- _DIRECTIVE_: Rewrite the entries from the line containing "Find the wooden" through the end of the entries, replacing "drop one marker" with "place one pin" and changing nothing else. Give back only those lines.

------------------------

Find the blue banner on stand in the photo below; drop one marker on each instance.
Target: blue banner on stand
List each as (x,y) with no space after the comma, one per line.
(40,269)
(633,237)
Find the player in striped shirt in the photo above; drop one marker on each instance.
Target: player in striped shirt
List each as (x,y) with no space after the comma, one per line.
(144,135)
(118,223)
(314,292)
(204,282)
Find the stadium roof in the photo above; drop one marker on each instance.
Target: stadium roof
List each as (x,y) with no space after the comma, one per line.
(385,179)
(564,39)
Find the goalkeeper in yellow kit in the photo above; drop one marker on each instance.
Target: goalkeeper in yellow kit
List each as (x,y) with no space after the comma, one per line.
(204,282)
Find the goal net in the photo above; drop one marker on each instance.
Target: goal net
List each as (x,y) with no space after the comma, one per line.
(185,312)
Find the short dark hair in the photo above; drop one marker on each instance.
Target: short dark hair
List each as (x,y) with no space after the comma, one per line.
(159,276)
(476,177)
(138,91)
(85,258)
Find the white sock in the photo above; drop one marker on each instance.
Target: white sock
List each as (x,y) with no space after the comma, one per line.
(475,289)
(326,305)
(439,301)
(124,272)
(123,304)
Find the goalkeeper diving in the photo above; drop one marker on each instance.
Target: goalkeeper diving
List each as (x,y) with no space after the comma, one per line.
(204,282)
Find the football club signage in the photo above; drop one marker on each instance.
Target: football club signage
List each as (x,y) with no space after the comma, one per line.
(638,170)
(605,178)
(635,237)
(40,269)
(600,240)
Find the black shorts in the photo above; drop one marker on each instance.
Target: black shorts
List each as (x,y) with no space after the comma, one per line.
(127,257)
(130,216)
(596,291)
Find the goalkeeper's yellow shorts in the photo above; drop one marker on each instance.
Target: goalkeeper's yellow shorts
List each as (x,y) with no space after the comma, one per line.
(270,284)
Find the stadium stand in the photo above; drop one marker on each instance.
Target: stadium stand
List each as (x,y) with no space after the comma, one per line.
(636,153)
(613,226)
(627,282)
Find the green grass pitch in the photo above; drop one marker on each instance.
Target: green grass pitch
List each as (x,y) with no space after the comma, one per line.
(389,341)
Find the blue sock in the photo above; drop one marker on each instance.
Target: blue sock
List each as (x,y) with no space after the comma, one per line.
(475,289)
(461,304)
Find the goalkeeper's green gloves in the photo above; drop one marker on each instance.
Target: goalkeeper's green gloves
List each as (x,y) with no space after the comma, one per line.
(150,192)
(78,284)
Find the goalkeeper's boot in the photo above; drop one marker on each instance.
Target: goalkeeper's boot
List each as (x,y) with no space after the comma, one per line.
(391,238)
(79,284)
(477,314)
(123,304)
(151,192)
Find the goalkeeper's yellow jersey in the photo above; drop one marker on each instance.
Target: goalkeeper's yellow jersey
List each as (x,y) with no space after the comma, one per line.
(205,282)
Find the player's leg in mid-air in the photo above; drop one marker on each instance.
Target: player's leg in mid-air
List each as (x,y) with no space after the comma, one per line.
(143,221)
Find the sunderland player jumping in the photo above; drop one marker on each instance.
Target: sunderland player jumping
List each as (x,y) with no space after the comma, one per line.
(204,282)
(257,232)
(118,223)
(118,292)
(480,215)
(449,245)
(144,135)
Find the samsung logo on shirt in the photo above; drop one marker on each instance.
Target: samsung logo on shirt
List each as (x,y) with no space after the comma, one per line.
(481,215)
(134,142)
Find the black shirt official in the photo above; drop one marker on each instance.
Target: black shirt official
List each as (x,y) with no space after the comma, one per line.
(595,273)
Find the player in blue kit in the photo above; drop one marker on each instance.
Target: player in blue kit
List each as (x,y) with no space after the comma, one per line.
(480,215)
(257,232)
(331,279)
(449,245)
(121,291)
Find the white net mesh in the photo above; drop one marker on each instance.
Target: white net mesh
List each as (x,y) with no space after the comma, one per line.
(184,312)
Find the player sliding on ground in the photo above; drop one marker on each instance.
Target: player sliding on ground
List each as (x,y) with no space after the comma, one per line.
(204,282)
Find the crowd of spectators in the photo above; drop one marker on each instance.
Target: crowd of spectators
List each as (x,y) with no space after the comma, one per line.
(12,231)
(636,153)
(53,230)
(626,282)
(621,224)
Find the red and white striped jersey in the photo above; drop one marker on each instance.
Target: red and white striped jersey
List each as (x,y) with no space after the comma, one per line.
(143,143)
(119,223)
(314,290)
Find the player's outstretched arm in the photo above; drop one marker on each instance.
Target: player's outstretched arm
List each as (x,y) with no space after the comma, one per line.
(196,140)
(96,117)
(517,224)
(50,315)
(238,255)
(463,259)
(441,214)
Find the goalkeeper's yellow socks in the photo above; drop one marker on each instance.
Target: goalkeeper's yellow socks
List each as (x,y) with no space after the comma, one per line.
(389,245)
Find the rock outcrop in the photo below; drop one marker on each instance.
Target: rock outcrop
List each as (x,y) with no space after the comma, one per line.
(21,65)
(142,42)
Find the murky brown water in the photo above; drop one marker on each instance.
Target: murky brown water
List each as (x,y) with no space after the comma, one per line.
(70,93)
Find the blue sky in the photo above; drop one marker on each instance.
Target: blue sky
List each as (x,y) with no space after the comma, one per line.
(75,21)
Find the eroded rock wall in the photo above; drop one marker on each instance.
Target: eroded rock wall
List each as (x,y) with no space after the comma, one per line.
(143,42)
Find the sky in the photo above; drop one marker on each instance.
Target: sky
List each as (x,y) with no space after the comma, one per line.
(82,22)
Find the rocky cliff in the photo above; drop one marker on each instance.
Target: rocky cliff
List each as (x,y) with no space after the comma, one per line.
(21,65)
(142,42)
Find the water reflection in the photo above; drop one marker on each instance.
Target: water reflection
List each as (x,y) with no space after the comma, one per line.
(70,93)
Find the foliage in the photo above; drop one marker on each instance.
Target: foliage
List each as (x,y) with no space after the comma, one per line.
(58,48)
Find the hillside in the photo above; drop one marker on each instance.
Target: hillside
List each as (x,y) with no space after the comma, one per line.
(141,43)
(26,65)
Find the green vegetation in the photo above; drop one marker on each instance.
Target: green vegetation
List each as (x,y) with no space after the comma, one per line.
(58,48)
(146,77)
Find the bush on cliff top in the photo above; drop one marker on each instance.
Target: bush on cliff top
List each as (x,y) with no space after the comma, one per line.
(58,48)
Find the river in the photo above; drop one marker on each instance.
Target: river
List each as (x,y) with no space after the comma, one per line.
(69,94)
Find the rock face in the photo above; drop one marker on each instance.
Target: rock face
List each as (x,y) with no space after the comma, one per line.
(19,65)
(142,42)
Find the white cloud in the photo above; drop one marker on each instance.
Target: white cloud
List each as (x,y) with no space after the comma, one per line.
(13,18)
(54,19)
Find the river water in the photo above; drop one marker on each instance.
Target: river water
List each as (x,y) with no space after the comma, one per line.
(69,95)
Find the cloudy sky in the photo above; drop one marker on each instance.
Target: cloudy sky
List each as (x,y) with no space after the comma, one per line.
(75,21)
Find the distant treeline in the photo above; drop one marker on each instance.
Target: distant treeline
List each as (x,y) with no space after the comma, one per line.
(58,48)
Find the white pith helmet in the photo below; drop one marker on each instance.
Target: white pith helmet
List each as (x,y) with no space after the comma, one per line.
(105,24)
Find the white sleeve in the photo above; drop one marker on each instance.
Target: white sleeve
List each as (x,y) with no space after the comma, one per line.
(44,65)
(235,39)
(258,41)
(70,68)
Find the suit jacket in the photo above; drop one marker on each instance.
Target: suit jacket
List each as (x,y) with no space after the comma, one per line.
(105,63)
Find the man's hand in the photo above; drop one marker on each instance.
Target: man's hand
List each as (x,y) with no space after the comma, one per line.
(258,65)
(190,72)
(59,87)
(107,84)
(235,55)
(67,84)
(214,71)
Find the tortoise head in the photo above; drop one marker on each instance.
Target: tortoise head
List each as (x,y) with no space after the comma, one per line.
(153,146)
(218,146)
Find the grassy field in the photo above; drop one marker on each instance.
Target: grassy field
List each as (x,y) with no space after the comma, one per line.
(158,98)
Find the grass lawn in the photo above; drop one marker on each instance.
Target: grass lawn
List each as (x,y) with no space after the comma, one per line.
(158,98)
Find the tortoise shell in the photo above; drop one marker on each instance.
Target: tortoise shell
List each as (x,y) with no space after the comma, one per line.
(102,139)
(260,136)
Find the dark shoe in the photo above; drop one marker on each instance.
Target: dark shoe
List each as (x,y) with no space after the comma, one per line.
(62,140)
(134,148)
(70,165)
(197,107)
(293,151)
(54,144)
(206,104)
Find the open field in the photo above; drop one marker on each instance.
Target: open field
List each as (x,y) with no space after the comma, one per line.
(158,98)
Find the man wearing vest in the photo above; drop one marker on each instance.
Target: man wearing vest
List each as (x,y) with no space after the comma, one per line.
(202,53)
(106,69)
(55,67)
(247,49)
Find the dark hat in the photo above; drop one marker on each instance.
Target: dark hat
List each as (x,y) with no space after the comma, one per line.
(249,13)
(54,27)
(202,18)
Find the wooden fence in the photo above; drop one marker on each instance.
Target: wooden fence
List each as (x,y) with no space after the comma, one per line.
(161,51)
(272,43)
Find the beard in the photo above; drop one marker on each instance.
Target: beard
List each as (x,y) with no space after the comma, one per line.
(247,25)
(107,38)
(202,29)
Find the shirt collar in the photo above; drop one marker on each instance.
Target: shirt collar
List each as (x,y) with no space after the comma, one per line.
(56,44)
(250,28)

------------------------

- _TASK RESPONSE_:
Find the wooden fence in the photo above; place one pin on each instance.
Target: wooden fence
List each as (x,y) with no space after the comma, one per line.
(161,51)
(272,43)
Find the beard in the photo above; place one pin on each instance.
Target: beard
List each as (x,y) with no space after the comma, one per line.
(247,25)
(107,38)
(202,29)
Find the shirt collar in the photo above; place one pin on each instance.
Target: shirt collar
List each as (x,y) with no space after the comma, one per line.
(56,44)
(250,28)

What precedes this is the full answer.